Ausgangstext »
- - - - -

Nach Ansicht der Jury müsse nach den Enthüllungen von Snowden geklärt werden, "ob und in welcher Hinsicht das durch Snowden aufgedeckte Vorgehen in- und ausländischer geheimdienstlicher Stellen geltendes Recht verletzt hat". In Deutschland seien nach jetzigem Kenntnisstand insbesondere der Artikel 10 des Grundgesetzes als Grundrecht auf Abwehr hoheitlicher Eingriffe und staatlichen Schutz sowie das G-10-Gesetz tangiert worden. Edward Snowden habe mit der Weitergabe der Informationen trotz Kenntnis der aktuellen strafrechtlichen Verfolgung von Whistleblower im Sicherheitsbereich schwerwiegende Nachteile für sich persönlich in Kauf genommen, begründete die Jury die Auswahl des Preisträgers.

Zeuge Snowden?

- - - - -

Arbeitsfragen »
- A) Welchen Artikel des Grundgesetzes hält die Jury laut dem Ausgangstext über Snowden insbesondere für berührt?
- B) Schreibe den Ausgangstext über die Jurybegründung zu Snowden im Anschluss an seine letzte Zeile weiter.

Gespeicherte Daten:
- - - - -

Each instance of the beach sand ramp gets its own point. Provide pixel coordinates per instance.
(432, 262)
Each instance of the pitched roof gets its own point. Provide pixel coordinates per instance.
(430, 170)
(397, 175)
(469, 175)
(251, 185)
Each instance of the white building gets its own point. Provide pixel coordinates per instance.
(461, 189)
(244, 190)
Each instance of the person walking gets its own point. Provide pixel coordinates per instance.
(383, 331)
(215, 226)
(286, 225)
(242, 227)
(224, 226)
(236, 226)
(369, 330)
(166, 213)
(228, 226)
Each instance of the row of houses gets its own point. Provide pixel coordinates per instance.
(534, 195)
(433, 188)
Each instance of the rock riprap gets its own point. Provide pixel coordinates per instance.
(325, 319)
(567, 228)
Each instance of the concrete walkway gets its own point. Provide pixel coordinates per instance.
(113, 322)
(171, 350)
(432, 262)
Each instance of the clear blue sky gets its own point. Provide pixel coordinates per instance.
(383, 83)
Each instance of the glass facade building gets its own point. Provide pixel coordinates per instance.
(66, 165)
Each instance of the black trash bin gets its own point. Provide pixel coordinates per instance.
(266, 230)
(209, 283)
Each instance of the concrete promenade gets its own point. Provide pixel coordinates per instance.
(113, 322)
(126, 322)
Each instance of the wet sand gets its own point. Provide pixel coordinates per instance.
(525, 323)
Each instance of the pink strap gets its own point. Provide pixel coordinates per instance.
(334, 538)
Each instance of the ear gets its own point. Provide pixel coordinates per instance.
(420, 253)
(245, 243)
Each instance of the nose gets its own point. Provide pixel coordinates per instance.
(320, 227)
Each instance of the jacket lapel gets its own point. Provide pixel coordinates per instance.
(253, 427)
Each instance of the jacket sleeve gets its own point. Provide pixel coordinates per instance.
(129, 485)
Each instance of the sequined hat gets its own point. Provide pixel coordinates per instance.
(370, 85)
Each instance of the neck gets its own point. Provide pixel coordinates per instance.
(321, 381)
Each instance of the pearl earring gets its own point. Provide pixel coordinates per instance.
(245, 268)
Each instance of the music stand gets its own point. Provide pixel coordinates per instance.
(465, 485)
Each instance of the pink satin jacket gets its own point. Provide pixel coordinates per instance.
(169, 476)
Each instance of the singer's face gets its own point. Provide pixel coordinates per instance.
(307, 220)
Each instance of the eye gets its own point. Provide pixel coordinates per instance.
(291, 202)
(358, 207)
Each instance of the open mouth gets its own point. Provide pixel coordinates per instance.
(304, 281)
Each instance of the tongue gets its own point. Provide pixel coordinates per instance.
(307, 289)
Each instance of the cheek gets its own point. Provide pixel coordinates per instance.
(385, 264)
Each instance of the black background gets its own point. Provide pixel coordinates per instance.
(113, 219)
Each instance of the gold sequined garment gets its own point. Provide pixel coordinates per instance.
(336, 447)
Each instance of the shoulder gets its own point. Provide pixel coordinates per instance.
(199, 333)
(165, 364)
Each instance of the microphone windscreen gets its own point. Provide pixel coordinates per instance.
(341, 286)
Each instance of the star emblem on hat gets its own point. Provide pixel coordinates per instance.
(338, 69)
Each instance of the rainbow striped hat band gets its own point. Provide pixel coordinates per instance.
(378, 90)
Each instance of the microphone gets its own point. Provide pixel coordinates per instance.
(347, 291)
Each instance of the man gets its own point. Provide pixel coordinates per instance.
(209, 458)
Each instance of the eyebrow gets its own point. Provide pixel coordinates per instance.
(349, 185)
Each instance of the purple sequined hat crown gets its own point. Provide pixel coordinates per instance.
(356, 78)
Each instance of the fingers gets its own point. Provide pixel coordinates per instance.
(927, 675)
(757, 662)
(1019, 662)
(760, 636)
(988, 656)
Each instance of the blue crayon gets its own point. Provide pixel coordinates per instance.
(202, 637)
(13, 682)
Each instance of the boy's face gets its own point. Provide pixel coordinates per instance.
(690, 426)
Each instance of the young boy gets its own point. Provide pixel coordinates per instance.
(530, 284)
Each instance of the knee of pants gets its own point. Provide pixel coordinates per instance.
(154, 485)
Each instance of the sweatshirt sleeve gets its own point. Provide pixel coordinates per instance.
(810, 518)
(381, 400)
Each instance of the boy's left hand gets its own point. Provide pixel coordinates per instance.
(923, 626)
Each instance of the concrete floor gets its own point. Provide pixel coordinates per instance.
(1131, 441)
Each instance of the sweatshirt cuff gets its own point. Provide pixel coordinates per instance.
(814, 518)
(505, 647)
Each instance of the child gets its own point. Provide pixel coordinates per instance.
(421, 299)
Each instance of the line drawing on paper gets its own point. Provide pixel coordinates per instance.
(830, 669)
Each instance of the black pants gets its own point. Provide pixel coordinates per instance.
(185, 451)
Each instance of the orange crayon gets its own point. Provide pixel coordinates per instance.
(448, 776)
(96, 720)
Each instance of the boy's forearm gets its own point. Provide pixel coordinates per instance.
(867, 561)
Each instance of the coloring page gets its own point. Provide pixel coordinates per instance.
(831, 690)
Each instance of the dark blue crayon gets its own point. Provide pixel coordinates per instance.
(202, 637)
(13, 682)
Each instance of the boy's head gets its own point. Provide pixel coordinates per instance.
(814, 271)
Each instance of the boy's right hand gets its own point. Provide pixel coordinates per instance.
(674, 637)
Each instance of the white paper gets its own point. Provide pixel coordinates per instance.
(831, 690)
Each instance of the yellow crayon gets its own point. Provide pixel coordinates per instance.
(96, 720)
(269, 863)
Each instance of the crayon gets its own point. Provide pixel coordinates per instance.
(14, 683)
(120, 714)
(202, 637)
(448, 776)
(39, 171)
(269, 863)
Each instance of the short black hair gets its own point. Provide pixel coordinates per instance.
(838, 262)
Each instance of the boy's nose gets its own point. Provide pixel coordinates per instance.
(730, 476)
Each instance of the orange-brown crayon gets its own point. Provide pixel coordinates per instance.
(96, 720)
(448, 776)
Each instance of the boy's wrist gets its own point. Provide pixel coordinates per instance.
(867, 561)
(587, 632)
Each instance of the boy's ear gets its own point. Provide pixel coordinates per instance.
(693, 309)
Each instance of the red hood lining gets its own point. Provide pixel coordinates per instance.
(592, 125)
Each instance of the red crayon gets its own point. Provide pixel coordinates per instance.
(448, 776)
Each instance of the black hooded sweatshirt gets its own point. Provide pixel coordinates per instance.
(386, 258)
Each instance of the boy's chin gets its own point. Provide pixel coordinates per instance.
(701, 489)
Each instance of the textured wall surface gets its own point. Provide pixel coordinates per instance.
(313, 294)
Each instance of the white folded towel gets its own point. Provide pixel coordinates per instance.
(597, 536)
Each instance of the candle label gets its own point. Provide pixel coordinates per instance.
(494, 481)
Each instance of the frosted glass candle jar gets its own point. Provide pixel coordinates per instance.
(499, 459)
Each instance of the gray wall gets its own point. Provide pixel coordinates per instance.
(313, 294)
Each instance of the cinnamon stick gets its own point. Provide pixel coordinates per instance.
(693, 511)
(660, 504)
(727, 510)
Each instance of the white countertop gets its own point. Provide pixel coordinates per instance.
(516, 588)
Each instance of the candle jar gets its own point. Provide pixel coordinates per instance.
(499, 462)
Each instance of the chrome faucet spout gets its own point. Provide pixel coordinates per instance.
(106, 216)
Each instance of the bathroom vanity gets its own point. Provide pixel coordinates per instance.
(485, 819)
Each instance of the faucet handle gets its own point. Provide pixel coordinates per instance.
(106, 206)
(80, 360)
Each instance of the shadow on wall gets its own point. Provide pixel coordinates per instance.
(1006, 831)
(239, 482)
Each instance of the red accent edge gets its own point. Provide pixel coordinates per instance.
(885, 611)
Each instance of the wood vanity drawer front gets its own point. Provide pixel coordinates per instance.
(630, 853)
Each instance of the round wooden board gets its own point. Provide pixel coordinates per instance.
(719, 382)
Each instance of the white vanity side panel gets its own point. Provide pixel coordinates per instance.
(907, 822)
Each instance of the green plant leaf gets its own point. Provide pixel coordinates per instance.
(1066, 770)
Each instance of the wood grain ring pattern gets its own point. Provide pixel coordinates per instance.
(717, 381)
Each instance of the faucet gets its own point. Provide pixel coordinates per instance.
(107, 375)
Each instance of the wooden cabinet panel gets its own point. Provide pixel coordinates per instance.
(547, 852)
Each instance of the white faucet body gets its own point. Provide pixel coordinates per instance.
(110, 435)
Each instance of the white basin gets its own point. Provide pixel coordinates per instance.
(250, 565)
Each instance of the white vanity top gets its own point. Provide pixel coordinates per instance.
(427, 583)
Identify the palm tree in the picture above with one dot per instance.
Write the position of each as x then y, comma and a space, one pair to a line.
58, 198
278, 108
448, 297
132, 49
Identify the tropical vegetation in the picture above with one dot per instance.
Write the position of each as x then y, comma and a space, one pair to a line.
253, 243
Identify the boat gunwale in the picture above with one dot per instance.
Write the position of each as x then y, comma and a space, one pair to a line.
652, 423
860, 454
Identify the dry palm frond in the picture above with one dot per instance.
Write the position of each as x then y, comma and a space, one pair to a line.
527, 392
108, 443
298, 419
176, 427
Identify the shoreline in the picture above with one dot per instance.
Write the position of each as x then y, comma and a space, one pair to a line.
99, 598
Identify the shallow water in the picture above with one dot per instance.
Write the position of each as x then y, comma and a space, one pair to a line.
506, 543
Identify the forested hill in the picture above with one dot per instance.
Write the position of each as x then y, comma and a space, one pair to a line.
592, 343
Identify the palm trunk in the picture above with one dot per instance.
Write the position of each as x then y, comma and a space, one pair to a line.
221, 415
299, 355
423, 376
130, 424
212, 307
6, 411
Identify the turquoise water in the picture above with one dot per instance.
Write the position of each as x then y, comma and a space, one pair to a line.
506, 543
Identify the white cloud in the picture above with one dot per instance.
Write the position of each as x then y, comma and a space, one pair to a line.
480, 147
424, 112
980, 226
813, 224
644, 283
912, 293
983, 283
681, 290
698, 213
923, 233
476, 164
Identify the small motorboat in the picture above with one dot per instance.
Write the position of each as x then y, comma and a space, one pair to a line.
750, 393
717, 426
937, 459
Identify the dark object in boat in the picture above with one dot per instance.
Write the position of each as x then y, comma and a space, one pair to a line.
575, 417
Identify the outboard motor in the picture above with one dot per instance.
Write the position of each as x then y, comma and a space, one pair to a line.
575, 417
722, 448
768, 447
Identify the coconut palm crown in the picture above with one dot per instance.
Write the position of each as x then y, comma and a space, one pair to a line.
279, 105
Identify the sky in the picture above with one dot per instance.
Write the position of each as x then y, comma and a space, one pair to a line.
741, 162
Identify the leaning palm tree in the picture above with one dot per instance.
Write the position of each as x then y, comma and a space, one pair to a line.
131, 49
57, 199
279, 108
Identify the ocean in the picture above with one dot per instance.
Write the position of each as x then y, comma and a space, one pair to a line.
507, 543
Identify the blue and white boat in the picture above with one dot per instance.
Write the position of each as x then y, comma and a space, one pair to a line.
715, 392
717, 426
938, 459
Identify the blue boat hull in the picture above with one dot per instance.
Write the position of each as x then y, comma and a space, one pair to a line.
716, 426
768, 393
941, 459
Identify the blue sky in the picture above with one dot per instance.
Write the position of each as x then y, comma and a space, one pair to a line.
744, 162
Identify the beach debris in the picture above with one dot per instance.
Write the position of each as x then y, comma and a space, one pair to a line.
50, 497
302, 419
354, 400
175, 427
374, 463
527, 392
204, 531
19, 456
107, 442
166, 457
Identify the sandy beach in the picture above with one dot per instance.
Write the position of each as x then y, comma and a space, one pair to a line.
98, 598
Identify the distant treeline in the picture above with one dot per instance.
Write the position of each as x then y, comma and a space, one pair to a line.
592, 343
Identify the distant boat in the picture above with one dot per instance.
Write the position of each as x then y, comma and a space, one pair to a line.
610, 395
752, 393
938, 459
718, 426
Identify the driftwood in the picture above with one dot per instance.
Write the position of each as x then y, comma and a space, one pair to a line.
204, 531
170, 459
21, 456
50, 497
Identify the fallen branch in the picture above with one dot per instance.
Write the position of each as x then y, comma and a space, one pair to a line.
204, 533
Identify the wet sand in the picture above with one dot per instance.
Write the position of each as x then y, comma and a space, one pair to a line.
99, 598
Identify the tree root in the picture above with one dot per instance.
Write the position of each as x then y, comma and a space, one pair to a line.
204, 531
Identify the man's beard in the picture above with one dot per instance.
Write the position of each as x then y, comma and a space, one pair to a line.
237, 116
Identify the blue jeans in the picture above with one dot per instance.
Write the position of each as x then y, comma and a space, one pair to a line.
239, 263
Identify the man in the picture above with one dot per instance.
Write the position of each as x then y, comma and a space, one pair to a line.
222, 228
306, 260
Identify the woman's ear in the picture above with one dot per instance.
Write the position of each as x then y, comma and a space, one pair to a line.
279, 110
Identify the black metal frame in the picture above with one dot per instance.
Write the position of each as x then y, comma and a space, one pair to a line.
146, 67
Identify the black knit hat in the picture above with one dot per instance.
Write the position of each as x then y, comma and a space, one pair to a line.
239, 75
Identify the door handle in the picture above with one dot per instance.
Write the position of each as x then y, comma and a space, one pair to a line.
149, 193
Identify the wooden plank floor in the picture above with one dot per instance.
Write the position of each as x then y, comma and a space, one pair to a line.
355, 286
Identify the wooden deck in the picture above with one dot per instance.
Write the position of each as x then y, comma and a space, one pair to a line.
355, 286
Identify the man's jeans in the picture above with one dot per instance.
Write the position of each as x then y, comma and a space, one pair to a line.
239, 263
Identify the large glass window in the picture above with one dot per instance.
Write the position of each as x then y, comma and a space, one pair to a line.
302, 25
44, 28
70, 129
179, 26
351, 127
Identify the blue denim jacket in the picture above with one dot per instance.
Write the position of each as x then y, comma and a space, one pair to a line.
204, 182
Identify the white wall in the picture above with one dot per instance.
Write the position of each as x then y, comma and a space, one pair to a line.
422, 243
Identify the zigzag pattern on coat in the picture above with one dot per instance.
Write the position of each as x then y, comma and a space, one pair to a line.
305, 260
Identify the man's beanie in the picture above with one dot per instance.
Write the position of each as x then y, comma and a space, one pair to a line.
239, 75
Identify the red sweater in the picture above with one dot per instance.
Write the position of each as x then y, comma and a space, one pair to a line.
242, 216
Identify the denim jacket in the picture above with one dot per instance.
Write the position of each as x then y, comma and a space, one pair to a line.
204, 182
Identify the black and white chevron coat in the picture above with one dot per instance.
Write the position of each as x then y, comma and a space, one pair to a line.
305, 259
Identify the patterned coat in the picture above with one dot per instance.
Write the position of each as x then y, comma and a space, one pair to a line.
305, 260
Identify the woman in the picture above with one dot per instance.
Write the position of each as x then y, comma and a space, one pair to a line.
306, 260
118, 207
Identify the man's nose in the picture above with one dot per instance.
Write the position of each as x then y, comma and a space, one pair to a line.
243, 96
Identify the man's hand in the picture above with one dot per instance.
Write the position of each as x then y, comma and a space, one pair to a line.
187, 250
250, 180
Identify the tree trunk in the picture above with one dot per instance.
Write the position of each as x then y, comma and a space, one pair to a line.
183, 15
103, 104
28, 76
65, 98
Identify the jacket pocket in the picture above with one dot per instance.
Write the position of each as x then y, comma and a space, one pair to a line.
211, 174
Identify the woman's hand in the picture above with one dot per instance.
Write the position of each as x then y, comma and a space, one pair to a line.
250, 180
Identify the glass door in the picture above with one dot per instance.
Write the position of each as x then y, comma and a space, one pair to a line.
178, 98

- - - - -

Ergebnisse in Reihenfolge »
- A) Artikel 10 des Grundgesetzes.

- B)
Der Vorsitzende der Deutschen Sektion von IALANA, Otto Jäckel, sieht neben Deutschland die EU insgesamt gefordert, Snowden einen sicheren Aufenthaltsort anzubieten. Er habe mit seinen Enthüllungen diesen Ländern einen großen Dienst erwiesen. Zudem könne Snowden ein wichtiger Zeuge bei der Aufarbeitung der NSA-Affäre sein, erklärte Jäckel.

Mittlerweile hat auch die Humanistische Union bekannt gegeben, dass sie ihren Fritz-Bauer-Preis in diesem Jahr ebenfalls an Snowden verleihen wird. Der Namensgeber war ein antifaschistischer Generalstaatsanwalt aus Frankfurt/Main, der in den späten 1950er und frühen 1960er Jahren gegen starke Anfeindungen und Widerstände auch in Kreisen der Justiz die Ermittlungen gegen Naziverbrecher in Deutschland durchgesetzt hat. "Wenn ich mein Zimmer verlasse, betrete ich feindliches Ausland", sagte Bauer einmal über seine deutsche Umgebung.

Er hatte einen großen Anteil bei der Ergreifung von Eichmann und bei der Vorbereitung der Auschwitzprozesse in Frankfurt/Main. Sein Tod im Jahr 1968 ist bis heute ungeklärt.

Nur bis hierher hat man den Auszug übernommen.